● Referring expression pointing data
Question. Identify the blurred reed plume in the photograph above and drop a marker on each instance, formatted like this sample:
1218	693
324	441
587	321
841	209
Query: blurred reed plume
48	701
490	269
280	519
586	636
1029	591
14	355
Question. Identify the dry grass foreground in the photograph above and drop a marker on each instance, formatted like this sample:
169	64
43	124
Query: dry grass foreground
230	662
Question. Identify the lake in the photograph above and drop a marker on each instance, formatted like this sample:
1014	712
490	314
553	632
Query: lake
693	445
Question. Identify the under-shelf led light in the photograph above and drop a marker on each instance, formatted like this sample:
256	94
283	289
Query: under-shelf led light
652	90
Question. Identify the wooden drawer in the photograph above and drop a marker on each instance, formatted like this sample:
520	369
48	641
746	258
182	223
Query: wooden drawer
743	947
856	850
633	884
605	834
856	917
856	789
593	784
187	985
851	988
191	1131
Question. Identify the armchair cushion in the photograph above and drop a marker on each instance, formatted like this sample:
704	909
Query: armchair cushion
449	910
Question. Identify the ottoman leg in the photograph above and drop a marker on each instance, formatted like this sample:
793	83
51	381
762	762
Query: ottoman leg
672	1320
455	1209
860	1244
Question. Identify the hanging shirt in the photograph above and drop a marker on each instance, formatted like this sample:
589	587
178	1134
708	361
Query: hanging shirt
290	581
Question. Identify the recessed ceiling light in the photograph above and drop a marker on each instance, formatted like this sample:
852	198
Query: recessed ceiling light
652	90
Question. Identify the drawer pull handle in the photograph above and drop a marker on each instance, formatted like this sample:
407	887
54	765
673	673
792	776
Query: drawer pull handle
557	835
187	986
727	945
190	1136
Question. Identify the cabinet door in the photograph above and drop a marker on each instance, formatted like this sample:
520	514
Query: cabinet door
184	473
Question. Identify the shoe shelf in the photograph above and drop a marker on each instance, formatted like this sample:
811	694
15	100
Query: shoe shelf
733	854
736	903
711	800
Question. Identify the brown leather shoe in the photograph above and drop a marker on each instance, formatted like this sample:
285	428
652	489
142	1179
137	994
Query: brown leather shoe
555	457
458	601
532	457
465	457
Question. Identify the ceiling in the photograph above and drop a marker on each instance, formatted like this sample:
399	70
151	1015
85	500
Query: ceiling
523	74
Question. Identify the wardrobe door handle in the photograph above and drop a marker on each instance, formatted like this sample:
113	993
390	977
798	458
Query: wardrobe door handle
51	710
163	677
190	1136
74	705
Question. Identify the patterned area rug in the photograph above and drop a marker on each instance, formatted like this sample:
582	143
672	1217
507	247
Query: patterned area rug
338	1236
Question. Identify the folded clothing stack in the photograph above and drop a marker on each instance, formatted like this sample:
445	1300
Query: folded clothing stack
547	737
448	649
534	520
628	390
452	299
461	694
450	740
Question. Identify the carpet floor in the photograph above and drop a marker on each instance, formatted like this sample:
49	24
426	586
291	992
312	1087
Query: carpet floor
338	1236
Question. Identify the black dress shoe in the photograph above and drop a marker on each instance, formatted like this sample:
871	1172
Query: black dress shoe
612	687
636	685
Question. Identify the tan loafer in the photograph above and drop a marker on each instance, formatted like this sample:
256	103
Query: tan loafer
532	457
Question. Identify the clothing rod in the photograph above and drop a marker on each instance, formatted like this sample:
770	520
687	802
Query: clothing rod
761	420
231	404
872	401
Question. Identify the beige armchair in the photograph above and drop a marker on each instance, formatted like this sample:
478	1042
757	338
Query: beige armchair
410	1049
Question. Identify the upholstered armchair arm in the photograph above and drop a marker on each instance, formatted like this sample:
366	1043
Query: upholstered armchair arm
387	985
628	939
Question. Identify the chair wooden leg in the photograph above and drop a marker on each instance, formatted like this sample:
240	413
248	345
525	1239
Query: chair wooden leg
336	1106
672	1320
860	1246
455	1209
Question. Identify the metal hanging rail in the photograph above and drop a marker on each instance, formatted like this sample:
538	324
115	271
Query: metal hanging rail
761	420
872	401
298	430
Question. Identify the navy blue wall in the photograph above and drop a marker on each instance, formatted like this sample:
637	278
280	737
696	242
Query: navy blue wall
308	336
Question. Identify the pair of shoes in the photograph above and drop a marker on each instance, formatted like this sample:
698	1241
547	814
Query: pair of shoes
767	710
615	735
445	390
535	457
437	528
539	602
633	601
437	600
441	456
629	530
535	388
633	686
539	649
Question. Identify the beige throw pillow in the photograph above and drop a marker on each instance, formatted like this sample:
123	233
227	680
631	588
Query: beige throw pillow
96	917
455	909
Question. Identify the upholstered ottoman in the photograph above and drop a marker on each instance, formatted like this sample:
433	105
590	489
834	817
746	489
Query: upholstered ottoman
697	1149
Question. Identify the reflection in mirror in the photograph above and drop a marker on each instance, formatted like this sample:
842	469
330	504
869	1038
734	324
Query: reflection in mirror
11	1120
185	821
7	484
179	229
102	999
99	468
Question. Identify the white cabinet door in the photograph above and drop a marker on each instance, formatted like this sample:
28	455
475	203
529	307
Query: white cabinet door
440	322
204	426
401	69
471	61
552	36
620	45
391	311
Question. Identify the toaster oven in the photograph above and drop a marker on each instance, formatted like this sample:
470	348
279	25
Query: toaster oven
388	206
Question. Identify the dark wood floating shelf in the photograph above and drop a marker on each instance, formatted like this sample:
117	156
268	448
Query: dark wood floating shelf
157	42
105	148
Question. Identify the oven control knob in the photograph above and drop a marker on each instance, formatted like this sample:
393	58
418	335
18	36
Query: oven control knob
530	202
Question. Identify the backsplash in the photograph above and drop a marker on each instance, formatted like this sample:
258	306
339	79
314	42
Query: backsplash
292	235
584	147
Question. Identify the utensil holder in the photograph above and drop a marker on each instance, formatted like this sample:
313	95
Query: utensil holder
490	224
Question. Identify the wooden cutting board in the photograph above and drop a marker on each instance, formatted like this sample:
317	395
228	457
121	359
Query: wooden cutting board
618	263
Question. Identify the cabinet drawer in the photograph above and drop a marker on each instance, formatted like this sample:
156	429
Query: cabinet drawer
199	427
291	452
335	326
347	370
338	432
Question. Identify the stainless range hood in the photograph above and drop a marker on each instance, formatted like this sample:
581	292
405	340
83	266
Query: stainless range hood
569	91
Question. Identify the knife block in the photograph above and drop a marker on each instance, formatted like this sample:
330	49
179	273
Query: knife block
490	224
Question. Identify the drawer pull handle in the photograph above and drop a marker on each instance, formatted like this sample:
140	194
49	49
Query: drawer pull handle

● Exercise instructions
Output the records again in full. Keep every character as written.

● Answer for the task
Question. Identify the blurred reed plume in the photograph above and drop a marker on each instance, formatted like this sample:
1218	693
324	441
587	321
841	209
Query: blurred reed plume
48	701
490	269
280	519
586	636
1029	591
14	355
Question. Identify the dry grass foreground in the photograph above and drop a marker on each instance, formatted like this sample:
169	64
43	124
Query: dry grass foreground
230	662
Question. Identify the lake in the photograph above and drop a marker on each instance, formatted like this sample:
1014	712
490	314
553	632
Query: lake
693	445
Question. Identify the under-shelf led light in the photograph above and drop a marker on each instance, formatted like this sample:
256	94
283	289
Query: under-shelf led light
652	90
Question. Identify the wooden drawer in the photograph above and drop a marker on each instance, formatted like this sample:
520	369
48	641
746	258
182	223
Query: wooden drawer
743	947
856	850
633	884
605	834
856	917
856	789
593	784
187	985
851	988
191	1131
Question. Identify the armchair cushion in the photograph above and drop a marker on each instance, formatted like this sample:
704	909
Query: armchair cushion
449	910
Question. Identify the ottoman leg in the photograph above and drop a marker on each instance, formatted like this sample:
793	83
51	381
762	762
Query: ottoman leg
672	1320
455	1209
860	1244
Question. Identify the hanging shirt in the photograph above and drop a marker on each instance, formatted like this sample:
589	587
178	1134
708	361
Query: hanging shirt
290	581
Question. Identify the recessed ceiling light in the photograph above and drop a marker on each instance, formatted like this sample:
852	198
Query: recessed ceiling light
652	90
Question. Identify the drawer pull handle in the photograph above and drop a marker on each instance, formatted like this sample:
407	887
54	765
673	673
792	776
Query: drawer pull handle
557	835
187	986
727	945
190	1136
Question. Identify the cabinet door in the photograph above and drop a marker on each instance, formatted like this sample:
520	514
Query: cabinet door
184	473
Question. Identify the shoe shelf in the photograph above and drop a marker on each instance, formatted like this sample:
811	694
15	100
Query: shoe shelf
733	854
736	903
711	800
Question. Identify the brown leather shoe in the photograph above and drop a marker on each instance, formatted like this sample:
285	428
652	489
142	1179
137	994
Query: brown leather shoe
555	457
458	601
532	457
465	457
Question. Identify the ceiling in the photograph above and drop a marker on each instance, formatted like this sample:
399	70
151	1015
85	500
Query: ceiling
523	74
Question. Identify the wardrobe door handle in the photograph above and drop a marker on each instance, formatted like this sample:
113	993
390	977
798	458
Query: wardrobe door handle
51	710
163	677
190	1136
74	705
Question. Identify the patterned area rug in the photograph above and drop a marker on each instance, formatted like this sample:
582	143
672	1217
507	247
Query: patterned area rug
338	1236
Question. Identify the folded clothing stack in the photograph above and drop a marker on each instance, formatted like this sample:
445	1300
Query: folded clothing stack
547	737
448	649
534	520
628	390
452	299
461	694
450	740
Question. Identify the carpet floor in the photograph above and drop a marker on each instance, formatted like this sample:
49	24
426	586
291	992
312	1087
Query: carpet floor
338	1236
Question. Identify the black dress shoe in the photograph above and drop a marker on each instance, formatted like this sample:
871	1172
Query: black dress shoe
612	687
636	685
Question. Identify the tan loafer in the photograph above and drop a marker on each instance, formatted like this sample:
256	103
Query: tan loafer
532	457
Question. Identify the clothing rod in the photograph above and drop a marker on each instance, formatted like this sample:
770	520
687	802
Query: clothing rod
761	420
231	404
872	401
Question. Identify the beige armchair in the photograph above and drop a marker on each instance, formatted like this sample:
478	1042
757	338
Query: beige armchair
410	1049
Question. Identify the upholstered armchair arm in the photograph above and drop a marker on each instance, formatted like this sample:
366	1043
Query: upholstered armchair arm
387	985
628	939
Question. Identify the chair wooden leg in the photograph above and drop a marker on each instance, formatted like this sample:
240	413
248	345
525	1239
Query: chair wooden leg
336	1106
672	1320
860	1246
455	1209
Question. Identify the metal hanging rail in the photograph above and drop a marker on each instance, formatted like this sample:
538	324
115	271
Query: metal hanging rail
761	420
872	401
298	430
Question. Identify the navy blue wall in the photograph above and drop a marker on each instance, formatted like this sample:
637	278
280	737
696	242
Query: navy blue wall
308	336
Question. Identify the pair of shoes in the photograph above and drop a marker on each instance, formatted like this sample:
698	1241
547	814
Query: pair of shoes
767	710
615	735
445	390
535	457
437	528
539	602
633	601
437	600
441	456
629	530
535	388
633	686
539	649
Question. Identify the beige throw pillow in the photograph above and drop a marker on each instance, formatted like this sample:
123	233
227	680
631	588
Query: beige throw pillow
96	917
455	909
Question. Identify the upholstered ottoman in the photograph above and drop a marker on each instance, formatted like this sample:
433	105
590	489
834	817
746	489
Query: upholstered ottoman
697	1149
Question. Identify the reflection in mirror in the photograph above and drop a marker on each instance, formatted like this sample:
842	469
330	504
869	1038
734	324
Query: reflection in mirror
11	1120
185	821
7	484
179	229
102	999
99	468
Question. Identify the white cabinet door in the photograph above and drop a marker on each instance, formatted like this sample:
28	455
475	203
529	307
Query: white cabinet door
440	322
204	426
401	69
471	61
552	36
620	45
391	311
Question. Identify the toaster oven in the photograph above and drop a marker on each instance, formatted like this sample:
470	348
279	25
Query: toaster oven
388	206
Question. Identify the dark wood floating shelf in the photograph above and drop a marker on each instance, formatted like this sample:
117	156
268	448
Query: dark wood floating shelf
157	42
105	148
Question. Identify the oven control knob in the photograph above and drop a marker on each instance, formatted like this sample:
393	58
418	335
18	36
Query: oven control knob
530	202
Question. Identify the backsplash in the photograph above and drop a marker on each instance, formatted like this sample:
258	306
339	79
314	42
Query: backsplash
292	235
584	147
Question. Identify the utensil holder in the photograph above and drop a marker on each instance, formatted like this sample:
313	95
Query: utensil holder
490	224
Question. Identify the wooden cutting board in the photograph above and drop a marker on each instance, formatted like this sample:
317	395
228	457
121	359
Query: wooden cutting board
618	263
Question. Identify the cabinet drawer in the photograph above and drop a marker on each instance, formatted like this sample:
156	429
Query: cabinet drawer
199	427
291	452
335	326
347	370
338	432
Question. Identify the stainless range hood in the photograph above and drop a marker on each instance, formatted like this sample:
581	292
405	340
83	266
Query: stainless range hood
569	91
Question. Identify the knife block in the photograph above and drop a marker on each instance, formatted like this sample:
330	49
179	273
Query: knife block
490	224
Question. Identify the drawer pull handle in the photograph above and drop a marker on each instance, formatted like this sample:
140	194
49	49
Query: drawer pull handle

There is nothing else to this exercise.